◆ Exercise objective: Extract every line of the records that contains the string "iguana", treating uppercase and lowercase as different.

· · · · · · ·

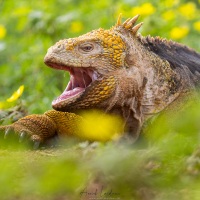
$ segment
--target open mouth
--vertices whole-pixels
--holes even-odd
[[[56,106],[63,101],[71,101],[74,98],[78,98],[84,93],[85,89],[89,87],[95,80],[99,78],[99,74],[90,69],[83,67],[60,67],[53,66],[62,70],[66,70],[70,73],[70,80],[67,84],[64,92],[53,100],[52,105]]]

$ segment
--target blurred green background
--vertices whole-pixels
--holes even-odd
[[[50,109],[68,75],[43,64],[47,49],[62,38],[109,28],[119,13],[123,19],[140,14],[144,36],[200,52],[200,0],[0,0],[0,108],[20,88],[29,113]],[[128,147],[68,141],[61,148],[24,151],[0,134],[0,198],[199,200],[199,110],[194,104],[170,126],[158,118]]]
[[[56,41],[99,27],[110,28],[140,14],[142,35],[159,35],[200,51],[199,0],[0,0],[0,102],[20,85],[29,113],[51,109],[68,74],[46,67],[47,49]]]

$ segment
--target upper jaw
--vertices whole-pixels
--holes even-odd
[[[52,102],[54,109],[62,108],[71,102],[75,102],[81,97],[86,88],[90,87],[93,82],[101,78],[99,74],[92,67],[78,67],[72,65],[65,65],[61,63],[60,59],[55,59],[52,56],[45,56],[44,62],[49,67],[68,71],[70,80],[64,92]]]

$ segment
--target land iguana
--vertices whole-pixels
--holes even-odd
[[[2,126],[45,142],[55,135],[75,135],[80,110],[100,109],[124,119],[125,132],[137,137],[144,122],[180,99],[200,82],[200,54],[173,41],[138,34],[138,16],[76,38],[63,39],[48,49],[47,66],[68,71],[69,83],[52,102],[54,110],[28,115]],[[86,138],[87,139],[87,138]]]

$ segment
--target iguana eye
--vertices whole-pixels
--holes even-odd
[[[94,45],[91,43],[85,43],[81,44],[78,49],[82,53],[88,53],[94,49]]]

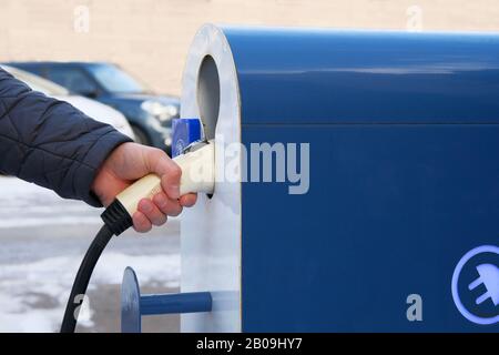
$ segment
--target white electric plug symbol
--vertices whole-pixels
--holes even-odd
[[[480,276],[470,283],[468,288],[471,291],[483,285],[487,292],[475,301],[476,304],[481,304],[490,298],[497,306],[499,304],[499,268],[492,264],[481,264],[477,266],[477,272]]]
[[[485,261],[485,257],[488,257],[488,263],[479,264],[476,266],[473,263],[469,263],[471,258],[477,255],[481,255],[481,260]],[[499,263],[497,261],[497,256],[499,255],[499,247],[496,245],[480,245],[468,253],[466,253],[456,265],[456,268],[452,273],[452,282],[451,282],[451,292],[452,300],[456,304],[458,311],[470,322],[481,325],[491,325],[499,323],[499,313],[497,305],[499,304]],[[489,262],[490,260],[490,262]],[[469,263],[469,264],[468,264]],[[468,267],[472,267],[472,270],[477,270],[479,275],[473,282],[469,283],[469,278],[466,284],[468,287],[459,287],[459,280],[461,276],[462,270],[467,270]],[[469,273],[468,273],[469,274]],[[468,284],[469,283],[469,284]],[[464,293],[462,296],[469,297],[470,291],[476,290],[478,286],[483,285],[486,290],[485,293],[479,295],[475,300],[475,304],[468,302],[467,304],[462,303],[460,293]],[[483,316],[478,315],[480,305],[487,300],[491,300],[495,305],[495,310],[491,311],[490,315]],[[471,301],[471,300],[470,300]],[[468,308],[469,307],[469,308]],[[481,306],[482,307],[482,306]]]

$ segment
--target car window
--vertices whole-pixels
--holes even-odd
[[[95,84],[78,68],[50,68],[48,79],[72,92],[89,94],[96,91]]]
[[[89,65],[90,74],[109,92],[115,93],[144,93],[146,92],[134,78],[121,69],[110,64]]]

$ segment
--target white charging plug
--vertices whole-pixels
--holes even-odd
[[[196,142],[173,161],[182,170],[180,194],[204,192],[212,194],[215,187],[215,144],[213,141]],[[132,216],[142,199],[152,199],[162,191],[161,179],[149,174],[123,190],[102,214],[105,224],[115,235],[132,225]]]
[[[173,161],[182,170],[180,193],[213,193],[215,185],[215,150],[213,142],[197,143],[189,152],[175,156]],[[162,191],[161,180],[155,174],[146,175],[122,191],[116,200],[121,202],[130,216],[142,199],[152,199]]]

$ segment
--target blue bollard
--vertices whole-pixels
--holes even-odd
[[[121,331],[141,333],[142,316],[212,311],[210,292],[141,295],[132,267],[126,267],[121,286]]]

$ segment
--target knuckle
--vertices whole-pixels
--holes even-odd
[[[173,164],[169,174],[171,178],[179,180],[182,175],[182,169],[177,164]]]

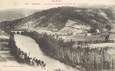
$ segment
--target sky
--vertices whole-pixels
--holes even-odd
[[[48,9],[59,6],[111,7],[115,0],[0,0],[0,10],[5,9]]]

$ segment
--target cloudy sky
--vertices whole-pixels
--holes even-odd
[[[115,0],[0,0],[0,10],[13,8],[48,9],[58,6],[114,6]]]

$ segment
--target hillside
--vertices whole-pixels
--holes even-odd
[[[19,28],[37,29],[42,27],[51,31],[60,31],[66,27],[68,20],[72,20],[75,22],[74,25],[90,27],[89,32],[96,32],[96,29],[103,32],[105,29],[111,29],[111,18],[112,11],[108,8],[58,7],[36,12],[13,21],[1,22],[0,28],[8,31]]]

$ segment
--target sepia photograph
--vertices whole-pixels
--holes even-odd
[[[115,71],[114,0],[0,0],[0,71]]]

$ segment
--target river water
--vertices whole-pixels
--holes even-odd
[[[59,62],[51,57],[46,56],[40,49],[39,44],[35,42],[31,37],[24,35],[14,35],[16,46],[30,55],[30,57],[36,57],[46,63],[46,71],[55,71],[61,69],[63,71],[79,71],[76,68],[68,66]]]

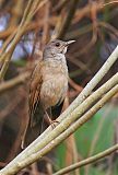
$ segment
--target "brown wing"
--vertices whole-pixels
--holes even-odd
[[[43,83],[43,74],[42,74],[42,69],[43,69],[43,62],[39,62],[31,78],[31,85],[30,85],[30,96],[28,96],[28,105],[30,105],[30,125],[33,126],[33,122],[35,120],[35,112],[37,108],[37,105],[39,103],[39,96],[40,96],[40,86]]]

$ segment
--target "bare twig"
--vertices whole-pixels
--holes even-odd
[[[91,163],[95,163],[96,161],[98,161],[105,156],[108,156],[109,154],[114,153],[117,150],[118,150],[118,144],[115,144],[111,148],[109,148],[109,149],[107,149],[96,155],[93,155],[86,160],[79,162],[79,163],[75,163],[75,164],[72,164],[68,167],[64,167],[64,168],[60,170],[59,172],[55,173],[54,175],[61,175],[61,174],[70,173],[71,171],[74,171],[75,168],[85,166]]]

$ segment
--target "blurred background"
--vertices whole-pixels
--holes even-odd
[[[35,0],[34,0],[35,1]],[[28,0],[0,0],[0,50],[17,28]],[[0,83],[0,168],[21,152],[21,138],[27,121],[30,74],[42,59],[45,45],[57,37],[75,39],[67,54],[69,67],[68,105],[79,95],[118,45],[118,1],[42,0],[15,46],[4,80]],[[9,46],[10,47],[10,43]],[[40,57],[36,52],[40,52]],[[118,61],[98,84],[118,71]],[[98,88],[97,86],[97,88]],[[118,95],[90,121],[20,174],[52,174],[61,167],[94,155],[118,143]],[[118,175],[118,154],[74,171],[74,175]]]

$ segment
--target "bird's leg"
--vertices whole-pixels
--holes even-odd
[[[45,110],[45,114],[46,114],[46,116],[47,116],[47,118],[48,118],[48,121],[49,121],[49,124],[51,125],[51,127],[52,127],[52,129],[54,128],[56,128],[56,122],[58,122],[59,124],[59,121],[57,121],[57,120],[52,120],[50,117],[49,117],[49,115],[48,115],[48,113]]]

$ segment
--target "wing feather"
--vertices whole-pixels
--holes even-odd
[[[31,126],[33,126],[33,122],[35,121],[35,112],[39,103],[40,88],[43,83],[42,68],[43,63],[39,62],[35,67],[31,78],[30,96],[28,96],[28,113],[30,113]]]

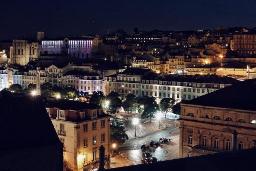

· · · · · · ·

◆ Solution:
--target land iguana
--target iguana eye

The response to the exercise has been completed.